> _抜粋した本文_:
--------------------------------

確認したいところはAアパートのA借入金、BアパートのB借入金など複数の
ひもつきな借入金がある場合の取り扱いについて教えてください。
調停なのか裁判なのかでも取扱いや相続税の記載方法は変わってくるのでしょうか。
パターン1
遺言書に債務の記載がある場合の取扱いはどのように考えるのでしょうか。
質問1-1
Aアパートの土地と建物と借入について長男
Bアパートの土地と建物と借入について次男と
記載があれば銀行には有効ではないかもしれなけど相続人間は有効でそのとおりに相
続税の
申告書を作成するのが正しいでしょうか。
つまり債務の記載があれば尊重して相続税の申告書に記載ができるものでしょうか。
質問1-2
仮に遺言書でAの債務については長男が承継すると記載があってBの借入金について
記載がない
遺言書であれば下記質問2の状態になった場合の考え方と申告書の記載をどのように
したら
よいのでしょうか。
A借入金は長男負担で、記載のないB借入金は法定相続分で債務控除するものので
しょうか。
パターン2
遺言書に債務の記載がない場合の取扱いはどのように考えるのでしょうか。
質問2-1
仮にもめなかった場合として負担者がそれぞれAアパートは長男、Bアパートは次男
として
債務もそれぞれひもつきに承継することに合意できれば当然に、Aアパート分の借入
金は長男、
Bアパート分の借入金は次男の債務控除として相続税申告できると理解していますが
合っていますでしょうか。
質問2-2
これが1番難しい問題ですが、
仮にもめている場合の相続税の申告書の記載について、不動産は特定遺贈で各人が相
続するけど
債務の記載がなく、債務の負担者も話し合いができていないと仮定するとA,B借入
金は法定相続分で
記載するのが通例でしょうか。
仮にそうだとすると長女がいたとして不動産を取得しなくても法定相続分の債務を記
載することになって
しまうことになるかと思います。
つまりひもつきの債務控除とするこは可能なのでしょうか。
質問3
先生的に遺言書に債務の記載をするかしないかではどちらがいいと思われていますで
しょうか。
参考URL
総論として、債権者(銀行など)と相続債務の関係を提示した上で、
いただいた質問の順に回答→理由という形で回答させていただきます。

--------------------------------

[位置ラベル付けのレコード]
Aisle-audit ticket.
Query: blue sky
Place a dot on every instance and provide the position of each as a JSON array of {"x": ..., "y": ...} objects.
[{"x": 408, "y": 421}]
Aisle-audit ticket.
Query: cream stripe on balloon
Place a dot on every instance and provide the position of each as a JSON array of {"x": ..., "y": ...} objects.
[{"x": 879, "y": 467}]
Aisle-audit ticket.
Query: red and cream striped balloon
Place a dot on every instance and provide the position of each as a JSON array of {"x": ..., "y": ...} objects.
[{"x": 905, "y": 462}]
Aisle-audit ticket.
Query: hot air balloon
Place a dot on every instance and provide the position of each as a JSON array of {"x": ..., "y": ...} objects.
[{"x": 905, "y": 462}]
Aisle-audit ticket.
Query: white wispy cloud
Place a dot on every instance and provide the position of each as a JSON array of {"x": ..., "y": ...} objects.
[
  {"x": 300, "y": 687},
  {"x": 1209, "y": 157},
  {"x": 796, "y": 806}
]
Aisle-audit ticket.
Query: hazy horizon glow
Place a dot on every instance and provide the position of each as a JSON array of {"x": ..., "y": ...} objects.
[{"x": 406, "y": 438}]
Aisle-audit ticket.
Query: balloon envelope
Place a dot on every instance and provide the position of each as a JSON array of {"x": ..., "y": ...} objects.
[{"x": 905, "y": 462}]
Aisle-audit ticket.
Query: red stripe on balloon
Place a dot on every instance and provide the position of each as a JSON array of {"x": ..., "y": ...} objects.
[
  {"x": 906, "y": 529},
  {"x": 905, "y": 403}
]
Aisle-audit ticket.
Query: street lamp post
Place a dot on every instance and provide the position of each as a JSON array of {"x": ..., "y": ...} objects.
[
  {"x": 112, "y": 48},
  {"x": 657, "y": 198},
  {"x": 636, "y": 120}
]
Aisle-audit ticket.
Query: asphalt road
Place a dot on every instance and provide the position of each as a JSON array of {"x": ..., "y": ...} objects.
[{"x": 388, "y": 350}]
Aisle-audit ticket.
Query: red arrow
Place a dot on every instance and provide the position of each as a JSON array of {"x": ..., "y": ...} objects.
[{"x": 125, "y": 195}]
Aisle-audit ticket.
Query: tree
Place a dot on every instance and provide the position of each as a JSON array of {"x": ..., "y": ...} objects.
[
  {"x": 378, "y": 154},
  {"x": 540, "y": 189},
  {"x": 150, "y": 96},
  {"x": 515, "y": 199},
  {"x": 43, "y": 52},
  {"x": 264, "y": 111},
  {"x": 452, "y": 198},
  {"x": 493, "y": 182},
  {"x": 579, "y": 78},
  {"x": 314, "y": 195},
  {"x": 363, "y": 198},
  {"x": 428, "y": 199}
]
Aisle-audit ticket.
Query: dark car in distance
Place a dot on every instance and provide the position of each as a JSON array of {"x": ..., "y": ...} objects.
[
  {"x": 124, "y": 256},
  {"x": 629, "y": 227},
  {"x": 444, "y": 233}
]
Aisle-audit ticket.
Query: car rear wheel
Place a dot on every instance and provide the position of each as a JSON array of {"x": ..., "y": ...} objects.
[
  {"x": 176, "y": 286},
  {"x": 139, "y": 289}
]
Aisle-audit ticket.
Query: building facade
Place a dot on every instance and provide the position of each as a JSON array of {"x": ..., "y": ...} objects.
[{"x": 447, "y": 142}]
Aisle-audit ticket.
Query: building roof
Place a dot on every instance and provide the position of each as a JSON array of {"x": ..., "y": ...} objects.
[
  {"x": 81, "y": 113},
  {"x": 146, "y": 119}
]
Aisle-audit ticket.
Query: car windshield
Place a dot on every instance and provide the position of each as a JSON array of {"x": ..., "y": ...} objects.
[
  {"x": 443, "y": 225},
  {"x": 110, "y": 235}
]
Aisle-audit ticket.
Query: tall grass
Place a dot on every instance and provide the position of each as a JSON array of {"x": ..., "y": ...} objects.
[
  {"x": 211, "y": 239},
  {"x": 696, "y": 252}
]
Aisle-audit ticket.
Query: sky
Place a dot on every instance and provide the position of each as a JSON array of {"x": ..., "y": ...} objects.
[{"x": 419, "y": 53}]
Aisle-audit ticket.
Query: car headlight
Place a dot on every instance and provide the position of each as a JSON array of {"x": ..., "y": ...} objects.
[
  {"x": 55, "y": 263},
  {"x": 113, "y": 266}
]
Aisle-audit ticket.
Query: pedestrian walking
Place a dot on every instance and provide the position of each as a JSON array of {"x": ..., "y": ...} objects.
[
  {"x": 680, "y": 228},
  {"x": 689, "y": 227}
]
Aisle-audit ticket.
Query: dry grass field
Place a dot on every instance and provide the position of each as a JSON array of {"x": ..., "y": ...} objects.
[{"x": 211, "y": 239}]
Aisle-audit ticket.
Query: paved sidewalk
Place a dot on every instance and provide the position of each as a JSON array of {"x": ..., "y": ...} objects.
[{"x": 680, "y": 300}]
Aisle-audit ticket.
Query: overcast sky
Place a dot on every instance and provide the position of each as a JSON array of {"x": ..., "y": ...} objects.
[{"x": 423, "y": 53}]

--------------------------------

> _実施する作業_:
- A) 本文の「A借入金は長男負担で、記載のないB借入金は法定相続分で債務控除するものので」から「合っていますでしょうか。」までの部分を、「次男」を「三男」に置き換えて書き直してください。
- B) レコードから文字列「cream」を含む行をすべて抜き出して返す。大文字と小文字は区別する。
これらのレコードは本文と無関係である。

> _作業の出力_:
- A)
A借入金は長男負担で、記載のないB借入金は法定相続分で債務控除するものので
しょうか。
パターン2
遺言書に債務の記載がない場合の取扱いはどのように考えるのでしょうか。
質問2-1
仮にもめなかった場合として負担者がそれぞれAアパートは長男、Bアパートは三男
として
債務もそれぞれひもつきに承継することに合意できれば当然に、Aアパート分の借入
金は長男、
Bアパート分の借入金は三男の債務控除として相続税申告できると理解していますが
合っていますでしょうか。

- B)
Query: cream stripe on balloon
Query: red and cream striped balloon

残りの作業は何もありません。